*RECORDS FOR THIS EXERCISE:*
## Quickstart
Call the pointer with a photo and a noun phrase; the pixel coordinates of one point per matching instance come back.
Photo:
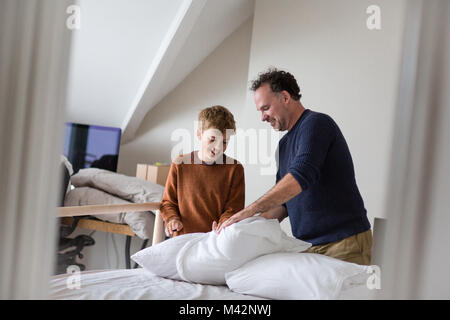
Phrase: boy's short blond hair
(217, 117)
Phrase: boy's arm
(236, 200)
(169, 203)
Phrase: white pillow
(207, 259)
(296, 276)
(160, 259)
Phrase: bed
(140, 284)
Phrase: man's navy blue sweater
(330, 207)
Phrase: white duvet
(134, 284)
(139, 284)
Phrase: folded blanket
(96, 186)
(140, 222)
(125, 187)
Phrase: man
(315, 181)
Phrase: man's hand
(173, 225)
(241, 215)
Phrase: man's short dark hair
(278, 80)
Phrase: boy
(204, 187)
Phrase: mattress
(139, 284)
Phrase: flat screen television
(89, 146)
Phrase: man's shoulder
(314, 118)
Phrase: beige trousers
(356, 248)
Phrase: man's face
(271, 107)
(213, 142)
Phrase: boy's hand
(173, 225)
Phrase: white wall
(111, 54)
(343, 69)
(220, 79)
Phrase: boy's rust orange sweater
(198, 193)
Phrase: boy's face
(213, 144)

---

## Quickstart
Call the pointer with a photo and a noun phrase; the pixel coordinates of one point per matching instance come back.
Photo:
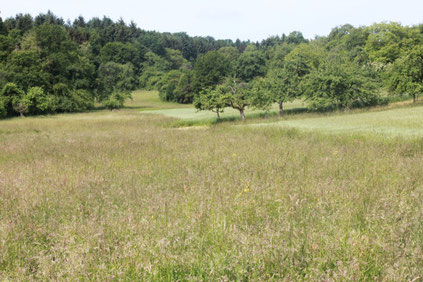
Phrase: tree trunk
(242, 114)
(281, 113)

--

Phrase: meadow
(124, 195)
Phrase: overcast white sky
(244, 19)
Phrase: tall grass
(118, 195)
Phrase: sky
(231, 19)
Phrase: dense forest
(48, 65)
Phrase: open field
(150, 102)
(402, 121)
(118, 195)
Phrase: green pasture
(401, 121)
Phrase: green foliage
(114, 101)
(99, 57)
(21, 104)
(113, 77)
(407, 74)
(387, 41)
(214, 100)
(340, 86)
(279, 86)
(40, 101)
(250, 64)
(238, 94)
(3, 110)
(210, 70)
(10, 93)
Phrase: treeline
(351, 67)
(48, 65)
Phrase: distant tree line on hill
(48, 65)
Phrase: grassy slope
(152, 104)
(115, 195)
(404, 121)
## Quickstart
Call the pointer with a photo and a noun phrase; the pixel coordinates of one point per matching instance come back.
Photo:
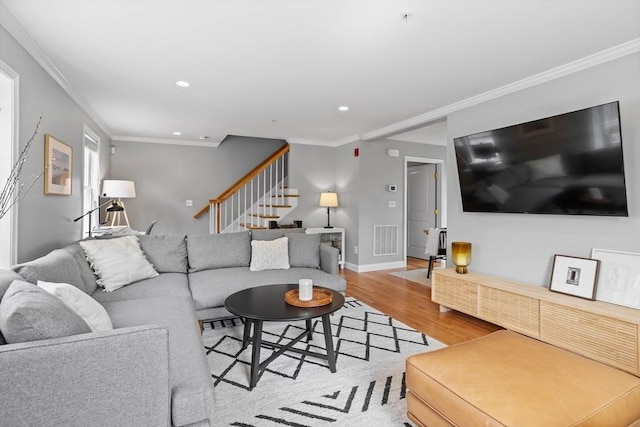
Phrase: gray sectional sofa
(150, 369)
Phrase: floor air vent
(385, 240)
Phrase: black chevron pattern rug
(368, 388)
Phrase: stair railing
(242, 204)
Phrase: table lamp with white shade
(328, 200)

*EXERCISE INSTRUCTIONS:*
Report each line in the records that contains the string "hair". Uppercase and lowercase letters count as different.

*FULL OUTPUT:*
Phrase: boy's short blond hair
Phrase: man's short dark hair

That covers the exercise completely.